> _What the task requires_
Report how many lines of the material below contain the word "that". Give only the number.

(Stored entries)

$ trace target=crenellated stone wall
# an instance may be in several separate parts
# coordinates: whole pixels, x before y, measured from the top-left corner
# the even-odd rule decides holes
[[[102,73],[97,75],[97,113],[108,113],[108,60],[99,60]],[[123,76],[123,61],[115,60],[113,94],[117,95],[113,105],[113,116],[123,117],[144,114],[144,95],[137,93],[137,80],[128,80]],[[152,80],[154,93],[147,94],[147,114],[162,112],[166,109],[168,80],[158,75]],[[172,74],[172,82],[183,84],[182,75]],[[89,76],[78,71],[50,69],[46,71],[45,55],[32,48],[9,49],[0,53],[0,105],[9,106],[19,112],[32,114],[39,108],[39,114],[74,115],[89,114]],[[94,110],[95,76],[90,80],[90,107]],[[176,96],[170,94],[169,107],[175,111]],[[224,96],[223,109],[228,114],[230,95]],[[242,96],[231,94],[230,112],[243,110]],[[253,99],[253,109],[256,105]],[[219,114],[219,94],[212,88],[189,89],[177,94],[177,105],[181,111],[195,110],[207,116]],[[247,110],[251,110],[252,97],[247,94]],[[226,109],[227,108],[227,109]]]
==
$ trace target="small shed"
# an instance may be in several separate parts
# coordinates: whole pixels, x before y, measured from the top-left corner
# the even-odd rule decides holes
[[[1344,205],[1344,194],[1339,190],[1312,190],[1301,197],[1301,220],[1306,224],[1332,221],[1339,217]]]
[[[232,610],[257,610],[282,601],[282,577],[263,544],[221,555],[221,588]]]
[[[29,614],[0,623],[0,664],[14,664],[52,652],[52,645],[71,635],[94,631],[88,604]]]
---
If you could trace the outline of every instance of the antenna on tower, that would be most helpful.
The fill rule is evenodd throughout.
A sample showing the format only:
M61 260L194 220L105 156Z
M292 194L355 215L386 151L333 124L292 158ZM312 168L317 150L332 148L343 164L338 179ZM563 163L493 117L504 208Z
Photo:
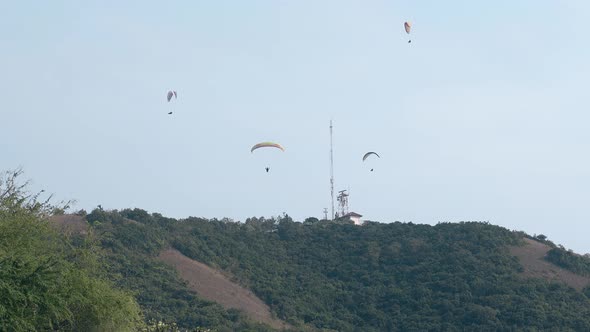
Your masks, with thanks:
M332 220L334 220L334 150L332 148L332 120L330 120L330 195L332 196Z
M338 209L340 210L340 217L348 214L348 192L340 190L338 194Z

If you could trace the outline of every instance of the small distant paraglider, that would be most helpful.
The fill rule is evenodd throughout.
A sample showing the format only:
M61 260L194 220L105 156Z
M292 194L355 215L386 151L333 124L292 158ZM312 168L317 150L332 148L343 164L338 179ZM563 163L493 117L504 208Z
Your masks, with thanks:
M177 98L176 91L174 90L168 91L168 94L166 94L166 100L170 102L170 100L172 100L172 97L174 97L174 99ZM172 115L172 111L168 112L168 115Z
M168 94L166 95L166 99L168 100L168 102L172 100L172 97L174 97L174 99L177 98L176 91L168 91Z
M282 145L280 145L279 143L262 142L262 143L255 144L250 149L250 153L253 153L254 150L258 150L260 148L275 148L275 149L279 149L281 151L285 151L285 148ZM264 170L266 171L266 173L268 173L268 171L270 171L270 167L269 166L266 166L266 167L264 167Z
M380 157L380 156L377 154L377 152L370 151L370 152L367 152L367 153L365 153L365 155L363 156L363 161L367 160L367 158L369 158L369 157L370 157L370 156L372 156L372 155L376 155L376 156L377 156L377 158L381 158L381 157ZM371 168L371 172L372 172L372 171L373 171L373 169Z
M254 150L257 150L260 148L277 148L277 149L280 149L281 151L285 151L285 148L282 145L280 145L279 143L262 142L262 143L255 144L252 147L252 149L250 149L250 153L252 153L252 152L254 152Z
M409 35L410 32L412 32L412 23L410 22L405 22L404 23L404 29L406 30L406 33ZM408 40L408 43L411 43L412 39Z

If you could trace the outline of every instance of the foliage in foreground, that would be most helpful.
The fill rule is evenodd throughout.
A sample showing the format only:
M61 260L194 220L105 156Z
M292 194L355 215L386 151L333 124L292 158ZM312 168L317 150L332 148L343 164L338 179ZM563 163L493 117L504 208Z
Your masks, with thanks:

> _Answer to the task_
3